» Stated task
Recast every line of the rows below as a Markdown table with two columns, No. and Line Text, numbering the lines in order and skipping any blank ones.

Point labeling examples
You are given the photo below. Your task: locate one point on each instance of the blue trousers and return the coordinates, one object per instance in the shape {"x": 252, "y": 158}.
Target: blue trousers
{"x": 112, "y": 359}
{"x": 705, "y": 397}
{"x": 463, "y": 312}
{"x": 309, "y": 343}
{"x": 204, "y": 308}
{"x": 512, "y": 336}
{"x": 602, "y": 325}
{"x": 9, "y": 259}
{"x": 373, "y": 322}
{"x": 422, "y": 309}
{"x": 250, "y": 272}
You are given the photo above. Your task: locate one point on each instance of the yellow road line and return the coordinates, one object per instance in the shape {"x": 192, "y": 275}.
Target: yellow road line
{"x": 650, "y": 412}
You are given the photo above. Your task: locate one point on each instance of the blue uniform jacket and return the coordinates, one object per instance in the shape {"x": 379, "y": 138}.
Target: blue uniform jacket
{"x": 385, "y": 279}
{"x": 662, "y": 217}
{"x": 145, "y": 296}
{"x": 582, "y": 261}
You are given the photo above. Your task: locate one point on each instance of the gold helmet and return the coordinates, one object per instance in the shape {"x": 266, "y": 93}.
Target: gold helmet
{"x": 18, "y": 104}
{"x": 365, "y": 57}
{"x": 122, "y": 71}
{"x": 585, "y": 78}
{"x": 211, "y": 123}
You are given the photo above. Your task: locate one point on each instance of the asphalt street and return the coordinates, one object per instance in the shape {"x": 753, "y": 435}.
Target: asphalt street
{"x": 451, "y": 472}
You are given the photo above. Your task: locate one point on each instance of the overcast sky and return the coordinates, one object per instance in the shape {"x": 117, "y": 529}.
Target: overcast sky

» Full answer
| No. | Line Text |
|---|---|
| 1 | You are given the photo below. Your task: locate one point on each instance of the blue trousers and return the coordinates, one object per instance in the shape {"x": 252, "y": 158}. |
| 2 | Target: blue trousers |
| 3 | {"x": 112, "y": 359} |
| 4 | {"x": 705, "y": 397} |
| 5 | {"x": 463, "y": 312} |
| 6 | {"x": 309, "y": 343} |
| 7 | {"x": 204, "y": 308} |
| 8 | {"x": 512, "y": 336} |
| 9 | {"x": 602, "y": 325} |
| 10 | {"x": 9, "y": 259} |
| 11 | {"x": 373, "y": 322} |
| 12 | {"x": 422, "y": 309} |
| 13 | {"x": 250, "y": 272} |
| 14 | You are given the photo above. Your task: locate one point on each instance of the yellow road line and return the coordinates, one object per instance in the shape {"x": 192, "y": 275}. |
| 15 | Target: yellow road line |
| 16 | {"x": 650, "y": 412} |
| 17 | You are given the photo above. Your task: locate one point on each instance of the blue uniform jacket and return the coordinates, one object per instance in the shape {"x": 379, "y": 138}. |
| 18 | Target: blue uniform jacket |
| 19 | {"x": 385, "y": 279} |
| 20 | {"x": 662, "y": 217} |
| 21 | {"x": 145, "y": 296} |
| 22 | {"x": 582, "y": 261} |
| 23 | You are given the photo above. Your task: locate one point on each instance of the gold helmet and return the coordinates, one object per instance in the shape {"x": 266, "y": 93}. |
| 24 | Target: gold helmet |
| 25 | {"x": 18, "y": 104} |
| 26 | {"x": 365, "y": 57} |
| 27 | {"x": 122, "y": 71} |
| 28 | {"x": 585, "y": 78} |
| 29 | {"x": 211, "y": 123} |
| 30 | You are given the photo above. Your task: locate one point on each instance of the asphalt street and return the coordinates, one object per instance in the shape {"x": 753, "y": 435}. |
| 31 | Target: asphalt street |
| 32 | {"x": 451, "y": 472} |
| 33 | You are given the photo above. Your task: locate one point on each instance of the overcast sky and return the coordinates, one object per instance in the shape {"x": 117, "y": 529}. |
| 34 | Target: overcast sky |